**REQUIRED TASK:** Set the listing down unchanged, minus every embedded image.

**INFORMATION PROVIDED:**
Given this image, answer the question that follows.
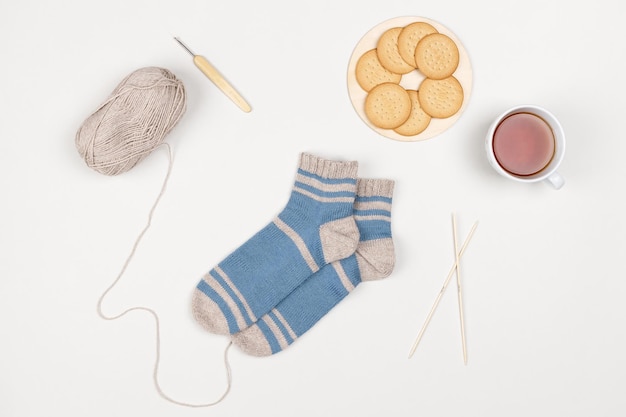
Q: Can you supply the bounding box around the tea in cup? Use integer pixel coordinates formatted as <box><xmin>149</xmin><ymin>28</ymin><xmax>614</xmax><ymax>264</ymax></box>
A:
<box><xmin>485</xmin><ymin>105</ymin><xmax>565</xmax><ymax>190</ymax></box>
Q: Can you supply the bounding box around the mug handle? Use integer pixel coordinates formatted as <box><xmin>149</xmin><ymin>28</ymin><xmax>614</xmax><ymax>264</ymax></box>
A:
<box><xmin>545</xmin><ymin>172</ymin><xmax>565</xmax><ymax>190</ymax></box>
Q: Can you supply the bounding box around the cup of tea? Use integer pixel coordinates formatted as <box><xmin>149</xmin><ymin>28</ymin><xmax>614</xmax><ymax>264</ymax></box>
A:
<box><xmin>485</xmin><ymin>105</ymin><xmax>565</xmax><ymax>190</ymax></box>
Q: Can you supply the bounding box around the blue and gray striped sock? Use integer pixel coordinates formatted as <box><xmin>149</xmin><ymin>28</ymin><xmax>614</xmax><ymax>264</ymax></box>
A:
<box><xmin>232</xmin><ymin>179</ymin><xmax>395</xmax><ymax>356</ymax></box>
<box><xmin>192</xmin><ymin>154</ymin><xmax>359</xmax><ymax>334</ymax></box>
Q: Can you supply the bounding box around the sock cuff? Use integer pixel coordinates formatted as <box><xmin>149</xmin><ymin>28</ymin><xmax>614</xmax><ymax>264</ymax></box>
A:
<box><xmin>299</xmin><ymin>153</ymin><xmax>358</xmax><ymax>179</ymax></box>
<box><xmin>356</xmin><ymin>178</ymin><xmax>395</xmax><ymax>198</ymax></box>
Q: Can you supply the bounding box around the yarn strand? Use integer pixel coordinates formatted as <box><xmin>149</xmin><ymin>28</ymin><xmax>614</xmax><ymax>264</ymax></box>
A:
<box><xmin>97</xmin><ymin>142</ymin><xmax>232</xmax><ymax>408</ymax></box>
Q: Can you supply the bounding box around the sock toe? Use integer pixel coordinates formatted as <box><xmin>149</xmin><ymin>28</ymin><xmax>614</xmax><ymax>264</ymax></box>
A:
<box><xmin>191</xmin><ymin>288</ymin><xmax>230</xmax><ymax>335</ymax></box>
<box><xmin>232</xmin><ymin>325</ymin><xmax>272</xmax><ymax>356</ymax></box>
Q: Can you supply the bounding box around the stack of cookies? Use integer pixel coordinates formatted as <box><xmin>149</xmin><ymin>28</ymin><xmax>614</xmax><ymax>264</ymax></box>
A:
<box><xmin>355</xmin><ymin>21</ymin><xmax>463</xmax><ymax>136</ymax></box>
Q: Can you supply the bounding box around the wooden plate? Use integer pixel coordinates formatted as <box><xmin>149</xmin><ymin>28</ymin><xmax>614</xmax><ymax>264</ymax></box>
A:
<box><xmin>348</xmin><ymin>16</ymin><xmax>472</xmax><ymax>142</ymax></box>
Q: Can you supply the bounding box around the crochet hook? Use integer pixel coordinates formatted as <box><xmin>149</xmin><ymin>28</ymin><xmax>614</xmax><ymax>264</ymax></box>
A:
<box><xmin>174</xmin><ymin>37</ymin><xmax>252</xmax><ymax>113</ymax></box>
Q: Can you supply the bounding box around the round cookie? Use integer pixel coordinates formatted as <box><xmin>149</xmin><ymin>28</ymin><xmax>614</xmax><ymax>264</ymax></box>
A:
<box><xmin>355</xmin><ymin>49</ymin><xmax>402</xmax><ymax>91</ymax></box>
<box><xmin>376</xmin><ymin>27</ymin><xmax>415</xmax><ymax>74</ymax></box>
<box><xmin>394</xmin><ymin>90</ymin><xmax>431</xmax><ymax>136</ymax></box>
<box><xmin>415</xmin><ymin>33</ymin><xmax>459</xmax><ymax>80</ymax></box>
<box><xmin>365</xmin><ymin>83</ymin><xmax>411</xmax><ymax>129</ymax></box>
<box><xmin>398</xmin><ymin>22</ymin><xmax>438</xmax><ymax>67</ymax></box>
<box><xmin>417</xmin><ymin>77</ymin><xmax>463</xmax><ymax>119</ymax></box>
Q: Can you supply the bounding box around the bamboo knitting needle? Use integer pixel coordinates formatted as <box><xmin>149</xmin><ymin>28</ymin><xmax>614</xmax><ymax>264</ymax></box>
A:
<box><xmin>174</xmin><ymin>37</ymin><xmax>252</xmax><ymax>113</ymax></box>
<box><xmin>409</xmin><ymin>222</ymin><xmax>478</xmax><ymax>359</ymax></box>
<box><xmin>452</xmin><ymin>213</ymin><xmax>467</xmax><ymax>365</ymax></box>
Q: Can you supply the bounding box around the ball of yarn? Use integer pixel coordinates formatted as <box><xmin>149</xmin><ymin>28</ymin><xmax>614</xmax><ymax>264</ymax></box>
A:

**SOLUTION TO THIS PROBLEM:**
Given this image, answer the question that follows.
Q: Can you supply the bounding box around the tea in cup? Use integer pixel coordinates formatted as <box><xmin>149</xmin><ymin>28</ymin><xmax>614</xmax><ymax>264</ymax></box>
A:
<box><xmin>485</xmin><ymin>105</ymin><xmax>565</xmax><ymax>190</ymax></box>
Q: Can you supply the bounding box around the mug handle? Use integer pixel coordinates formatted as <box><xmin>149</xmin><ymin>28</ymin><xmax>614</xmax><ymax>264</ymax></box>
A:
<box><xmin>545</xmin><ymin>172</ymin><xmax>565</xmax><ymax>190</ymax></box>
Q: Can you supply the bounding box around the cup of tea? Use integer pixel coordinates formatted as <box><xmin>149</xmin><ymin>28</ymin><xmax>614</xmax><ymax>264</ymax></box>
A:
<box><xmin>485</xmin><ymin>105</ymin><xmax>565</xmax><ymax>190</ymax></box>
Q: Can you supply the bounding box around the blue and gray striped sock? Use integer pixel coordinates formatted as <box><xmin>149</xmin><ymin>28</ymin><xmax>614</xmax><ymax>264</ymax></box>
A:
<box><xmin>232</xmin><ymin>179</ymin><xmax>395</xmax><ymax>356</ymax></box>
<box><xmin>192</xmin><ymin>154</ymin><xmax>359</xmax><ymax>334</ymax></box>
Q: Can you supply the bounding box around the sock cuff? Use integer pixel coordinates formatted as <box><xmin>149</xmin><ymin>28</ymin><xmax>614</xmax><ymax>264</ymax></box>
A:
<box><xmin>299</xmin><ymin>153</ymin><xmax>358</xmax><ymax>179</ymax></box>
<box><xmin>356</xmin><ymin>178</ymin><xmax>395</xmax><ymax>198</ymax></box>
Q: Can you supply the bounding box around the yarn strand? Use integer pixel coordinates formatted as <box><xmin>149</xmin><ymin>28</ymin><xmax>614</xmax><ymax>264</ymax></box>
A:
<box><xmin>97</xmin><ymin>142</ymin><xmax>232</xmax><ymax>408</ymax></box>
Q: Can you supply the bounding box around the sock toe? Use integer pixel coordinates formatted as <box><xmin>149</xmin><ymin>28</ymin><xmax>614</xmax><ymax>264</ymax></box>
A:
<box><xmin>191</xmin><ymin>288</ymin><xmax>230</xmax><ymax>335</ymax></box>
<box><xmin>232</xmin><ymin>325</ymin><xmax>272</xmax><ymax>356</ymax></box>
Q: Can you supply the bounding box around the stack of cookies? Use integer pixel coordinates formatted as <box><xmin>149</xmin><ymin>28</ymin><xmax>614</xmax><ymax>264</ymax></box>
A:
<box><xmin>355</xmin><ymin>21</ymin><xmax>463</xmax><ymax>136</ymax></box>
Q: Can you supply the bounding box around the wooden plate? Use integer pixel coordinates formatted as <box><xmin>149</xmin><ymin>28</ymin><xmax>614</xmax><ymax>264</ymax></box>
A:
<box><xmin>348</xmin><ymin>16</ymin><xmax>472</xmax><ymax>142</ymax></box>
Q: Can you supply the bounding box around the crochet hook? Use integer pixel coordinates formatted as <box><xmin>149</xmin><ymin>28</ymin><xmax>614</xmax><ymax>264</ymax></box>
A:
<box><xmin>174</xmin><ymin>37</ymin><xmax>252</xmax><ymax>113</ymax></box>
Q: Can you supply the bounding box around the round cookie? Use integer pixel coordinates formatted as <box><xmin>149</xmin><ymin>28</ymin><xmax>614</xmax><ymax>264</ymax></box>
A:
<box><xmin>355</xmin><ymin>49</ymin><xmax>402</xmax><ymax>91</ymax></box>
<box><xmin>376</xmin><ymin>27</ymin><xmax>415</xmax><ymax>74</ymax></box>
<box><xmin>394</xmin><ymin>90</ymin><xmax>431</xmax><ymax>136</ymax></box>
<box><xmin>415</xmin><ymin>33</ymin><xmax>459</xmax><ymax>80</ymax></box>
<box><xmin>365</xmin><ymin>83</ymin><xmax>411</xmax><ymax>129</ymax></box>
<box><xmin>398</xmin><ymin>22</ymin><xmax>438</xmax><ymax>67</ymax></box>
<box><xmin>417</xmin><ymin>77</ymin><xmax>463</xmax><ymax>119</ymax></box>
Q: Can you supply the bounding box around the bamboo knitting needle? Use integer pixel coordinates formatted as <box><xmin>149</xmin><ymin>28</ymin><xmax>614</xmax><ymax>264</ymax></box>
A:
<box><xmin>174</xmin><ymin>37</ymin><xmax>252</xmax><ymax>113</ymax></box>
<box><xmin>409</xmin><ymin>222</ymin><xmax>478</xmax><ymax>359</ymax></box>
<box><xmin>452</xmin><ymin>213</ymin><xmax>467</xmax><ymax>365</ymax></box>
Q: Can you supply the bounding box around the ball of yarn? Use integer pixel coordinates formatted as <box><xmin>149</xmin><ymin>28</ymin><xmax>614</xmax><ymax>264</ymax></box>
A:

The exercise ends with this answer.